GEGEVEN TEKST:
ECLI:NL:RBDHA:2016:7871

Rechtbank Den Haag

Datum uitspraak
10 juni 2016
Publicatiedatum
13 juli 2016
Zaaknummer
C/09/509942 KG ZA 16/530
Instantie
Rechtbank Den Haag
Type
Uitspraak
Rechtsgebied
Civiel recht
Procedures
  • Kort geding
Rechters
Vindplaatsen
  • Rechtspraak.nl
AI samenvatting door LexboostAutomatisch gegenereerd

Vordering tot medewerking bij passeren van een leveringsakte door een notaris in het kader van aanbiedingsplicht

In deze zaak heeft de voorzieningenrechter van de Rechtbank Den Haag op 10 juni 2016 uitspraak gedaan in een kort geding tussen de Staat der Nederlanden en BMS Netwerk Notarissen B.V. De eiser, de Staat, vorderde dat de notaris, gedaagde, zou meewerken aan het passeren van een leveringsakte voor een perceel grond. De notaris had geweigerd deze medewerking te verlenen, omdat hij zich beroept op de aanbiedingsplicht die voortvloeit uit een eerdere koopovereenkomst. De voorzieningenrechter oordeelde dat de notaris niet terecht zijn medewerking had geweigerd. De voorzieningenrechter stelde vast dat de Staat aan zijn aanbiedingsplicht had voldaan door het perceel aan de oorspronkelijke verkoper aan te bieden, maar dat deze niet op het aanbod was ingegaan. De rechter benadrukte dat er geen sprake was van botsende rechten op levering, zoals bedoeld in het Burgerlijk Wetboek, en dat de notaris geen gegronde redenen had om zijn diensten te weigeren. De vordering van de Staat werd toegewezen, en de notaris werd opgedragen om zijn medewerking te verlenen aan het passeren van de leveringsakte. De proceskosten werden gecompenseerd, omdat de notaris niet opkwam voor zijn eigen belang, maar voor de belangen van derden.

Uitspraak

Rechtbank den haag

Team handel - voorzieningenrechter
zaak- / rolnummer: C/09/509942 / KG ZA 16/530
Vonnis in kort geding van 10 juni 2016
in de zaak van
de publiekrechtelijke rechtspersoon
DE STAAT DER NEDERLANDEN (Ministerie van Infrastructuur en Milieu, het Directoraat-Generaal Rijkswaterstaat, en het Ministerie van Binnenlandse Zaken en Koninkrijkrelaties, het Rijksvastgoedbedrijf),
zetelende te Den Haag,
eiser,
advocaten mr. J. Hu te Utrecht en mr. S.J. van Baasbank te Den Haag,
tegen:
de besloten vennootschap met beperkte aansprakelijkheid
BMS Netwerk Notarissen B.V.,gevestigd en kantoorhoudende te Leiden,
[gedaagde 2], wonende te [woonplaats] ,
gedaagden,
gedaagde sub 2 in persoon verschenen,
gedaagde sub 1 verschenen in de persoon van gedaagde sub 2.

GETOONDE GEGEVENS:
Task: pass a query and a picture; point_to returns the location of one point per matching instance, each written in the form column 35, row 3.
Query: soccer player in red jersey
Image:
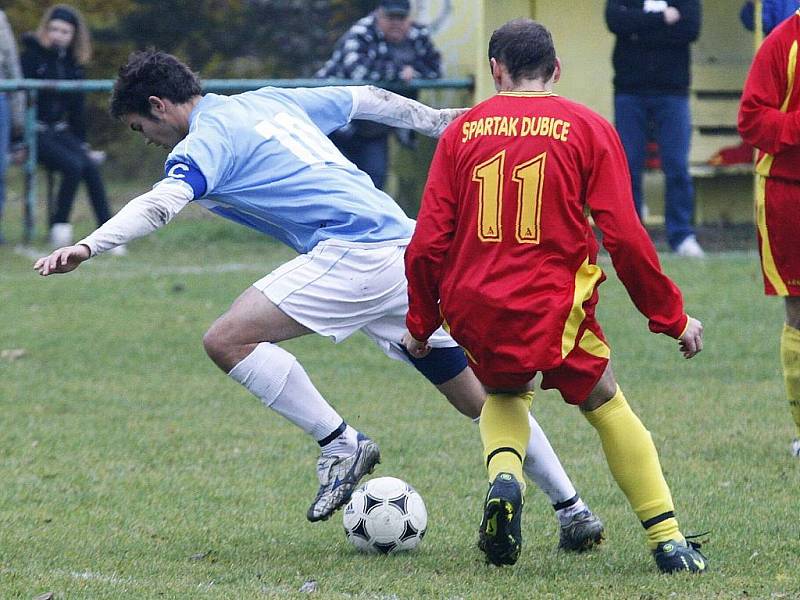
column 769, row 119
column 503, row 252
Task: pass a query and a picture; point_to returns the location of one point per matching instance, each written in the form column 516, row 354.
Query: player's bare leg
column 790, row 362
column 242, row 342
column 633, row 460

OPDRACHT:
Schrijf het vonnis in kort geding over de leveringsakte verder, te beginnen na de laatste zin ervan.

ANTWOORD:
1.De procedure

1.1.
Het verloop van de procedure blijkt uit:
- de dagvaarding met producties;
- de op 30 mei 2016 gehouden mondelinge behandeling.
1.2.
Ter zitting is vonnis bepaald op heden.

2.De feiten

Op grond van de stukken en het verhandelde ter zitting wordt in dit geding van het volgende uitgegaan.
2.1.
Eiser houdt zich onder meer bezig met de aan- en verkoop van onroerend goed voor overheidsdoeleinden. Gedaagde sub 1 is een notariskantoor, waar gedaagde sub 2 werkzaam is als notaris.
2.2.
In het kader van de aanleg van de rijksweg A4 Burgerveen-Leiden (hierna: het project) heeft eiser in 2000 onroerend goed aan dat tracé aangekocht van verschillende particulieren, waaronder het perceel, kadastraal bekend als Gemeente Leiderdorp, [sectie] , nummer [nr] (hierna: het gehele perceel). Dat perceel heeft eiser toen gekocht van de heer [X] (hierna: [X] ) en mevrouw [Y] . In de betreffende koopovereenkomst is in artikel 15 lid 4 opgenomen:
“dat wanneer het bij deze koopovereenkomst verworven perceel te gelegenertijd voor vrije verkoop (aan particulieren) in aanmerking komt, dit als eerste aan de verkoper zal worden aangeboden. De prijs en de voorwaarden waaronder dit geschiedt is ter beoordeling van de betrokken Domeindienst, thans de Regionale Directie Domeinen West te Leiden.”
(hierna: de aanbiedingsplicht).
2.3.
De bestemming van het gehele perceel is in 2012 gewijzigd van wonen naar groen.
2.4.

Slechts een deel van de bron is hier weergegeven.